What the task needs is every record repeated exactly, nothing more.
(RECORDS SUPPLIED)
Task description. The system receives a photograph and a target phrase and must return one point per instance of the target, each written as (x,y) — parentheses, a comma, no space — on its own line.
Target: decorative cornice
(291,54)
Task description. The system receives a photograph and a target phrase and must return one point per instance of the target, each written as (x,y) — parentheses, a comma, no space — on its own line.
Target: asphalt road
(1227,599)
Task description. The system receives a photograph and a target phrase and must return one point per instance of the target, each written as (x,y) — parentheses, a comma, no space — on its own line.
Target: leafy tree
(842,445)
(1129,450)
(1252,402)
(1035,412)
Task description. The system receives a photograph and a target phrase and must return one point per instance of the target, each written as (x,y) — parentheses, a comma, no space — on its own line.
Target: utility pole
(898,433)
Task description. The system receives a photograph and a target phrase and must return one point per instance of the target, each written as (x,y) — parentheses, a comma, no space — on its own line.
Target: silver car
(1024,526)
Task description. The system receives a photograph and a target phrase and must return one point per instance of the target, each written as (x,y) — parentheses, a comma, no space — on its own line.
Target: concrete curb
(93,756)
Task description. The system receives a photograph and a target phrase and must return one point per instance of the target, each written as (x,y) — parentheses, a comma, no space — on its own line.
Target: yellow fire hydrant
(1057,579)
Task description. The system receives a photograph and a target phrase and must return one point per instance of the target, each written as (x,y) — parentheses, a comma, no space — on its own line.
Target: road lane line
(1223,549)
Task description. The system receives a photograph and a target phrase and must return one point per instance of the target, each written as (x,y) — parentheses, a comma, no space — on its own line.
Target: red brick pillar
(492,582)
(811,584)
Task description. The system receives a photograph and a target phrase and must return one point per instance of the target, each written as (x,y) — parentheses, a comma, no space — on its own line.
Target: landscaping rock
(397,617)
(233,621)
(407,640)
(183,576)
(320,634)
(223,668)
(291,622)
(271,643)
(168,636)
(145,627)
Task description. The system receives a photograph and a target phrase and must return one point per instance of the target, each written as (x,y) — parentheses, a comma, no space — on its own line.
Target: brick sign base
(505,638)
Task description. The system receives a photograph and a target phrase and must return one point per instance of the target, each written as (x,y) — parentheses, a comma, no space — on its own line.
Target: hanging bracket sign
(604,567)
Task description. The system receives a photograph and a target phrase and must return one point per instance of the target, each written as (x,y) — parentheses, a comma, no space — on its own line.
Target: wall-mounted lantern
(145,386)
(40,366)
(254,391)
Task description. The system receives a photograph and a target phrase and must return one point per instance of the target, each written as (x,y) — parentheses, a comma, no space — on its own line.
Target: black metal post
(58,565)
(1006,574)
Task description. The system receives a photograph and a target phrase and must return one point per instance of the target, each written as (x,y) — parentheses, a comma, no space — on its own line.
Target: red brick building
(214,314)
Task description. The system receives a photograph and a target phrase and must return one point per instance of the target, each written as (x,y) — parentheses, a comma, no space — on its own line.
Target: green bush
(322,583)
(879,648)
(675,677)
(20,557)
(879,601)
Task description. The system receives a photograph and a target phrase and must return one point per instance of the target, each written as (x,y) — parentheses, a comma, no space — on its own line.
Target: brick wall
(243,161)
(End RECORDS SUPPLIED)
#### [RESPONSE]
Task description. The system receives a photograph and a target phrase and must return one point per instance of the target, each written as (x,y) — parentheses, a comma, no space — on its own line.
Target: decorative cornice
(291,54)
Task description. The system receives a photograph and a target phrase and must return one point per instance of the target, each written as (x,y) — parentheses, a comma, no space — on its own line.
Target: asphalt road
(1227,599)
Task description. The system receives a photograph and a target phrase and must return one point per instance of the target, each written as (x,y) — parentheses, a comma, no space — on its own line.
Target: leafy tree
(842,445)
(1129,450)
(1252,402)
(1035,412)
Task description. The system receives a photograph and a target phrase and must return one point per instance of the target, each written as (x,y) — parentheses, a comma, no space — on its own line.
Target: utility pole
(898,433)
Task description. The system receives a photograph and a target phrase and must return one point per instance of the target, each written as (x,y) — parentheses, a comma, no space — on its own line.
Target: silver car
(1024,526)
Task description. The system receives a photograph and a target phrase and must return one point per instance of the target, each written as (x,y) — parentheses, a comma, no space — on its own line.
Target: concrete curb
(93,756)
Task description. The system receives a photograph and a target phrase and must return one point per instance of the target, each written as (x,y) — parentheses, a comma, no space — on its own line.
Target: yellow fire hydrant
(1057,579)
Task description. The system receives a photograph and a target phrase and must return one point per instance of the target, each written as (x,y) — parentheses, a comma, no space — on its own line.
Target: road lane line
(1223,549)
Task description. The system receives a photograph and a target phrase and must return one point per instance of the target, each written as (x,y) — parentheses, a comma, no space — on its own line.
Target: red brick pillar
(492,582)
(811,584)
Task description. The system receives a photograph and a target phrase and must return one point per instance of the target, each written as (x,y) — parentheses, a comma, no space — on its own line.
Target: landscaping rock
(397,617)
(233,621)
(407,640)
(183,576)
(320,634)
(223,668)
(291,622)
(271,643)
(168,636)
(145,627)
Task description. The system receives a photograph and a target phrase and must return one point per instance of the target, each written as (x,y) — parentheses, a comma, no space — on its own line.
Target: brick sign base
(505,638)
Task description. The system receives a photograph and a target phrase and must return one point per instance of the target, each written as (x,y) — parentheses, a comma, no space — on its own line.
Target: hanging bracket sign
(604,567)
Task description. The system receives a photograph and a target phrase and must return one point per instance of the target, each written as (x,y) — parentheses, a comma, no space — on its own line.
Target: wall-mounted lantern
(145,386)
(40,366)
(254,391)
Task description. The system receives a photograph and a target phrase and must return one point per instance of the target, each written as (x,y) — parentheses, a comma, no space — on its own line.
Target: black metal post
(58,565)
(1006,574)
Task description. The system receives a photograph and a target phrase and must return one point per instance of the target, each written as (x,y) — parentheses, a comma, no space — on its own line.
Target: red brick building
(214,314)
Task description. The system receives a photograph and a target phrase and must return one point per instance of the target, each written as (x,y) — parentheses, a comma, no space — on its own line.
Target: green bush
(322,583)
(879,648)
(675,677)
(20,557)
(879,601)
Task description. The system receives a photograph and a target phrase and must return one point per instance of the target, each written as (x,y) — parentheses, a comma, no space — on its own line.
Target: brick wall
(243,161)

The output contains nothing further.